── Data shown ──

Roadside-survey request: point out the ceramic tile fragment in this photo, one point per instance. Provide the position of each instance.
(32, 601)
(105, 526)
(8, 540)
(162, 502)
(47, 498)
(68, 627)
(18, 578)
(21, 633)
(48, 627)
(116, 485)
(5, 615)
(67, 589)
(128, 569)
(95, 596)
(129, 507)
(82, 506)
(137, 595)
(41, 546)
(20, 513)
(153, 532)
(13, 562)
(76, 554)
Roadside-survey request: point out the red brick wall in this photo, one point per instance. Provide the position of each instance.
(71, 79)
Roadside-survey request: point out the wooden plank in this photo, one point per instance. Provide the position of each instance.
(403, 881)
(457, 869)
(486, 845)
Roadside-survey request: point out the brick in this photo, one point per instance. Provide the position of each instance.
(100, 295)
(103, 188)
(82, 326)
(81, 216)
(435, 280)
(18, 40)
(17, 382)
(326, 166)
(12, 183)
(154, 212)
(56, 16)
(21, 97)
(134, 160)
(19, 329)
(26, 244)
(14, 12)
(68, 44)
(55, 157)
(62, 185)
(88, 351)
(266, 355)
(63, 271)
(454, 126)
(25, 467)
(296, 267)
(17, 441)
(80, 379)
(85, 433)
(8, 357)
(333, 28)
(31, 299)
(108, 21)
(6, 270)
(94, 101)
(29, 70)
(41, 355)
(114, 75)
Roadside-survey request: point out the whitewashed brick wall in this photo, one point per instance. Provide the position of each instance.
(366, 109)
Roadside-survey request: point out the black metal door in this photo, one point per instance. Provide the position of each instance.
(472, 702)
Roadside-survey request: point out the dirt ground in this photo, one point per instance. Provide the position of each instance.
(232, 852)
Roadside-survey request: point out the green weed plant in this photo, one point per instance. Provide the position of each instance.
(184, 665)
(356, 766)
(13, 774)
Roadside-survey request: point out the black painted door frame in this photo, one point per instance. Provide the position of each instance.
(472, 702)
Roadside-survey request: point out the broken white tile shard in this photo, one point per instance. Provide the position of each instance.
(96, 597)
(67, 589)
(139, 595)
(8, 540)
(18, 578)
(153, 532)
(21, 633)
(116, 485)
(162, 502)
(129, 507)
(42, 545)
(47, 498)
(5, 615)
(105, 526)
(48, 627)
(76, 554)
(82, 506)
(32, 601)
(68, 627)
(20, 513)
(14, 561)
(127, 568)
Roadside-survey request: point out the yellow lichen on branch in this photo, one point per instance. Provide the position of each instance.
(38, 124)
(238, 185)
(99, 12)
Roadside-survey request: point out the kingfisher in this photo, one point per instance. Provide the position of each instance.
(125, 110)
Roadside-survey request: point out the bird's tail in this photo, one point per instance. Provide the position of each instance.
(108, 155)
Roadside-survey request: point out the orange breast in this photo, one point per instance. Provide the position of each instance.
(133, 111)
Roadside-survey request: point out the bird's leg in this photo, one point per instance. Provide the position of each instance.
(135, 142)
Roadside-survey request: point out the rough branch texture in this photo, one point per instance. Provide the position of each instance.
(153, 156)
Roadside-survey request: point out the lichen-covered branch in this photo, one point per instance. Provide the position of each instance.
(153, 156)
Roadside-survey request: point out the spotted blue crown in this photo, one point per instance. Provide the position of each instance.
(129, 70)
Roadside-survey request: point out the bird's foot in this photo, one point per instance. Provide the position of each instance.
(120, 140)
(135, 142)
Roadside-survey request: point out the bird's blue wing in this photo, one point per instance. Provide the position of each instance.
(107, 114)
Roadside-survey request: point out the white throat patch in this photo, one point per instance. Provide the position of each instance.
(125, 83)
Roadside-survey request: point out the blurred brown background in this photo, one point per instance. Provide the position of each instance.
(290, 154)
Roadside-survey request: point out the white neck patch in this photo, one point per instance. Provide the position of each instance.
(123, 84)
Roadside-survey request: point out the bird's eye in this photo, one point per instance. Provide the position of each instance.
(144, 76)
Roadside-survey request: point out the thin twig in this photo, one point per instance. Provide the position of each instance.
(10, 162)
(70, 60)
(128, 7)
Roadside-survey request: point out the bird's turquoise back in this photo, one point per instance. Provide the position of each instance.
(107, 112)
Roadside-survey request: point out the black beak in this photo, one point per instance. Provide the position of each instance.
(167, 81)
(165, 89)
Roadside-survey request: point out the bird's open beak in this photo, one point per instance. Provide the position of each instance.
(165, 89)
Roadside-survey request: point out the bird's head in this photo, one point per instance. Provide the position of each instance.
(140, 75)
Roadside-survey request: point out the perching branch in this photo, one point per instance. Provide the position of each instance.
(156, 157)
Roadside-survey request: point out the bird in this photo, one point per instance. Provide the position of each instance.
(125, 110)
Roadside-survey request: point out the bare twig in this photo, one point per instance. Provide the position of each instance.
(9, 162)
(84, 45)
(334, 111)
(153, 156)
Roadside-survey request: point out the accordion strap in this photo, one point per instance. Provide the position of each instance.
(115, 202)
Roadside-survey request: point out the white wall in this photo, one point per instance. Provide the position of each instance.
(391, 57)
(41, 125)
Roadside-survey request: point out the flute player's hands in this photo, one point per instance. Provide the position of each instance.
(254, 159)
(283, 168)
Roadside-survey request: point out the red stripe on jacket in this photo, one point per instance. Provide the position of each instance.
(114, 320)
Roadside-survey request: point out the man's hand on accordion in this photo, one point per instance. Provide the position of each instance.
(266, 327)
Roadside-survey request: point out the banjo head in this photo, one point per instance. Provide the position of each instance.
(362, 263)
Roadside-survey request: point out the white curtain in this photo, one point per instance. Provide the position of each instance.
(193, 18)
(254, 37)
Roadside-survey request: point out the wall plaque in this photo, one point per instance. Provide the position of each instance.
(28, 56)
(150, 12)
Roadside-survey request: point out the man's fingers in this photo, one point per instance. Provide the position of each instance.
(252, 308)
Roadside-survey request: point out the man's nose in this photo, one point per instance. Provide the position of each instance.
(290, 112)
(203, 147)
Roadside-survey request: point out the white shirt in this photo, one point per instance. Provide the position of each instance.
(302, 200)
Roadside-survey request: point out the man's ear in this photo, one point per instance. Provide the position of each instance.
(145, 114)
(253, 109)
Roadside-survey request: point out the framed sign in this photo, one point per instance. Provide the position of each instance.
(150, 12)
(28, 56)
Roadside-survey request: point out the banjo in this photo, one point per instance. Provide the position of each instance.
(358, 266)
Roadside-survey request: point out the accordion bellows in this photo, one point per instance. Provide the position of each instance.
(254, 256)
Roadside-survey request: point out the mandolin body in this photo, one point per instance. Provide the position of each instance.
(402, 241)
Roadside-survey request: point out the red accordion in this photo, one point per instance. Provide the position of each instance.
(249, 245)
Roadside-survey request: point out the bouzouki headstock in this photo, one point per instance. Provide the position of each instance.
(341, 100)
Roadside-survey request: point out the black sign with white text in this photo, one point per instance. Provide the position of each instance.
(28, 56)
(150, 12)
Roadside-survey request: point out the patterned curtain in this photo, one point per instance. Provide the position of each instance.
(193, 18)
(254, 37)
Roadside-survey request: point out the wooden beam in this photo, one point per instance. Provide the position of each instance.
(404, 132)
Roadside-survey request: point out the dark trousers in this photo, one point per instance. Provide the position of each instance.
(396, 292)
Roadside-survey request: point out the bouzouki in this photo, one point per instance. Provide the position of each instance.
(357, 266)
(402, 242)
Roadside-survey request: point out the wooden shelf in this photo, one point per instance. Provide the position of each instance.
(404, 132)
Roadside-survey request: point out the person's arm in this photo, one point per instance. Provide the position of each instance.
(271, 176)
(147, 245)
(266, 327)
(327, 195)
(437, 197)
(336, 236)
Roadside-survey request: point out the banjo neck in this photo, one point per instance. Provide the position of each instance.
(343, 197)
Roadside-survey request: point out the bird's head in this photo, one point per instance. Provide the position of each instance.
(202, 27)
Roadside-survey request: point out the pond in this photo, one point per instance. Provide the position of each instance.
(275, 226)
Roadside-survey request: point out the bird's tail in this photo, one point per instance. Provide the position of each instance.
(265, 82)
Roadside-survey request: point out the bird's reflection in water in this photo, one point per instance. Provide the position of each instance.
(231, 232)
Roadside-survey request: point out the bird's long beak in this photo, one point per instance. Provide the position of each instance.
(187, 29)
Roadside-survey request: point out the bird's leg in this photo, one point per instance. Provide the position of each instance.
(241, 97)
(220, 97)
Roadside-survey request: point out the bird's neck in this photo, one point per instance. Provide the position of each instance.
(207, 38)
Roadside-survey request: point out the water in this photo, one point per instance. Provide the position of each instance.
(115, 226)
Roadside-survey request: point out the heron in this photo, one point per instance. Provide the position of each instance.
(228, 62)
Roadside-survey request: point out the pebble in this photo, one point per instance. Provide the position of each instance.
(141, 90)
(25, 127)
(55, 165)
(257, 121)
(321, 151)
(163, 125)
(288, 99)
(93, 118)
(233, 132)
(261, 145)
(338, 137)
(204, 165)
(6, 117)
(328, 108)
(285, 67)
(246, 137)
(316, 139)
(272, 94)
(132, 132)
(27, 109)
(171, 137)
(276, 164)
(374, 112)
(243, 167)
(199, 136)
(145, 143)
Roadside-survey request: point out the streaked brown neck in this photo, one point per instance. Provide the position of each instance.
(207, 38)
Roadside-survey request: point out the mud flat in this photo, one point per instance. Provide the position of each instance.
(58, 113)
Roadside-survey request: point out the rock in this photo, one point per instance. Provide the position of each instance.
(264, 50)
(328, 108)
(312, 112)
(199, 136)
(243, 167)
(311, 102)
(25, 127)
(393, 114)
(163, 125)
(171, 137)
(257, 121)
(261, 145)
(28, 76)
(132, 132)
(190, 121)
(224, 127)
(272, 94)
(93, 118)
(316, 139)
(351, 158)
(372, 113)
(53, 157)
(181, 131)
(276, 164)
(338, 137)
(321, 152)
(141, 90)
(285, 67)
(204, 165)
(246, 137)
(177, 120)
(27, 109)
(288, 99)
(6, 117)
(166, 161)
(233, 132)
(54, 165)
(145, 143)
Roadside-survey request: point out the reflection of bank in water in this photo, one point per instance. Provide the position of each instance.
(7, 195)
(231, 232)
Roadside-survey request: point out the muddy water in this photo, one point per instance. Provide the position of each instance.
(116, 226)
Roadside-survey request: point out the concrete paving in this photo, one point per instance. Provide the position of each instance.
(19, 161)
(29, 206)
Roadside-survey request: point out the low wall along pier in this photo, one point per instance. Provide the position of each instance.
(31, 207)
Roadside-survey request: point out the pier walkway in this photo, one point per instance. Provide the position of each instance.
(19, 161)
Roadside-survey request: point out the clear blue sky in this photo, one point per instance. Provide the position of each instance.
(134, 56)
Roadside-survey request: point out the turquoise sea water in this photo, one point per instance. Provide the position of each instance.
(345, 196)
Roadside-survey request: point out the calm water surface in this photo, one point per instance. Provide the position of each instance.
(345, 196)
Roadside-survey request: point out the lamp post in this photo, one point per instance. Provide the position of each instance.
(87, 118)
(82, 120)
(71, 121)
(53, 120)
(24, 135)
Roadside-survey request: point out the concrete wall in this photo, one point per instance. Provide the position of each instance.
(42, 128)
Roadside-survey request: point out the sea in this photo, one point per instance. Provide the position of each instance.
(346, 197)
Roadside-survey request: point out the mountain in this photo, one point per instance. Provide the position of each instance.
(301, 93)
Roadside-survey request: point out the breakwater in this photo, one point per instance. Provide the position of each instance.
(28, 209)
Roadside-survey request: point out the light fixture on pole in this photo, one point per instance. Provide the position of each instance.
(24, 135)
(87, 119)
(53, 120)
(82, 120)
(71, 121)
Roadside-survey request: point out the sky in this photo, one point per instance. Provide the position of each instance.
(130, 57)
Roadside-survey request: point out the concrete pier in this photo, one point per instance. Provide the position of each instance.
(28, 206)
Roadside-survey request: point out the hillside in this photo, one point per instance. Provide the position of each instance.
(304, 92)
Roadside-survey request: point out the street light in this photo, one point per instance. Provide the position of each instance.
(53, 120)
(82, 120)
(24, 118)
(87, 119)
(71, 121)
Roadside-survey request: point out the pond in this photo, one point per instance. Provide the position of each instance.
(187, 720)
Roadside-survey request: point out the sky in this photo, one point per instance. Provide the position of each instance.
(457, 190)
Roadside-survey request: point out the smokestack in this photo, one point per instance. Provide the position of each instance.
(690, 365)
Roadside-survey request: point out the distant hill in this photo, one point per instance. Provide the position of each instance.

───

• [Assigned task] In the records above, retype exactly the lines from the one with "Roadside-survey request: point out the smokestack" through the last one.

• [Answer space]
Roadside-survey request: point out the smokestack in this photo, one point per instance. Provide the position of each instance.
(690, 365)
Roadside-survey request: point out the distant hill in this photo, one point per instance. Provide the position of each instance.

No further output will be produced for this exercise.